___ PAGE EXCERPT ___

# Christmas Communion



## ABondSlaveofChristJesus (Dec 3, 2004)

It says on my schedule that this sunday night that the chapel in my college (which is manditory I go to) is having a Christmas communion.


----------



## Scott Bushey (Dec 3, 2004)

What is their definition of "communion"? Do they mean, a get-together? Surely it is not the table.


----------



## ABondSlaveofChristJesus (Dec 3, 2004)

Scott it is the table...


----------



## fredtgreco (Dec 3, 2004)

This is all too common today. The usurpation of the sacraments is the chief sin of parachurch organizations.


----------



## Scott (Dec 3, 2004)

Yes, it is no wonder that many evangelicals are seeing the institutional church as optional.


----------



## fredtgreco (Dec 3, 2004)

Sure - we don't need a minister to preach, since we can all "preach." Who needs a minister to administer the sacraments? And who needs any kind of discipline? The Four Spiritual Laws replacing the Three Marks.

Sigh...


----------



## VirginiaHuguenot (Dec 3, 2004)

"...mandatory..."

God alone is Lord of the conscience, and has left it free from the doctrines and commandments of men, which are, in any thing, contrary to His Word; or beside it, if matters of faith, or worship. So that, to believe such doctrines, or to obey such commands, out of conscience, is to betray true liberty of conscience: and the requiring of an implicit faith, and an absolute and blind obedience, is to destroy liberty of conscience, and reason also. (WCF, Chap. XX.II)


----------



## Scott Bushey (Dec 3, 2004)

"You willl sinnzzeee zee papa's olddd mannnn!"


----------



## puriteen18 (Dec 3, 2004)

A slightly similiar incident.....

There is a Tuesday night college "service" at one of the local churches where I go to school that my roomate has been attending. The teachings are for the most part upsetting to say the least. 

Anyway, everyone is welcome there. There are Methodists, Baptists, I'm sure some Presbyterians USA, and "instrumental" Church of Christ.

They announced that they would be celebrating Communion next week. It is rather disgusting.


----------



## pastorway (Dec 3, 2004)

Just because you have to go doesn;t mean that you have to partake!

Examine yourself and if they ask, simply reply that you found yourself unworthy to partake of _their_ communion.

Phillip


----------



## WrittenFromUtopia (Dec 3, 2004)

My gosh. Surely they're not serious. You have got to be kidding me.


----------

___

SET OF TASKS:
A: List every church group that the Christmas communion thread names as attending the Tuesday night college "service."
B: In the Christmas communion thread, what does fredtgreco call the chief sin of parachurch organizations?
C: Reproduce the part of the Christmas communion thread from the words "## puriteen18 (Dec" up to and including the words "say the least.".

___ DATA BLOCK ___

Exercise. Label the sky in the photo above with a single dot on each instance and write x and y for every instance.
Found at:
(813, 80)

___

PROBLEM SOLUTIONS:
A: Methodists, Baptists, Presbyterians USA, and "instrumental" Church of Christ

B: The usurpation of the sacraments.

C:
## puriteen18 (Dec 3, 2004)

A slightly similiar incident.....

There is a Tuesday night college "service" at one of the local churches where I go to school that my roomate has been attending. The teachings are for the most part upsetting to say the least.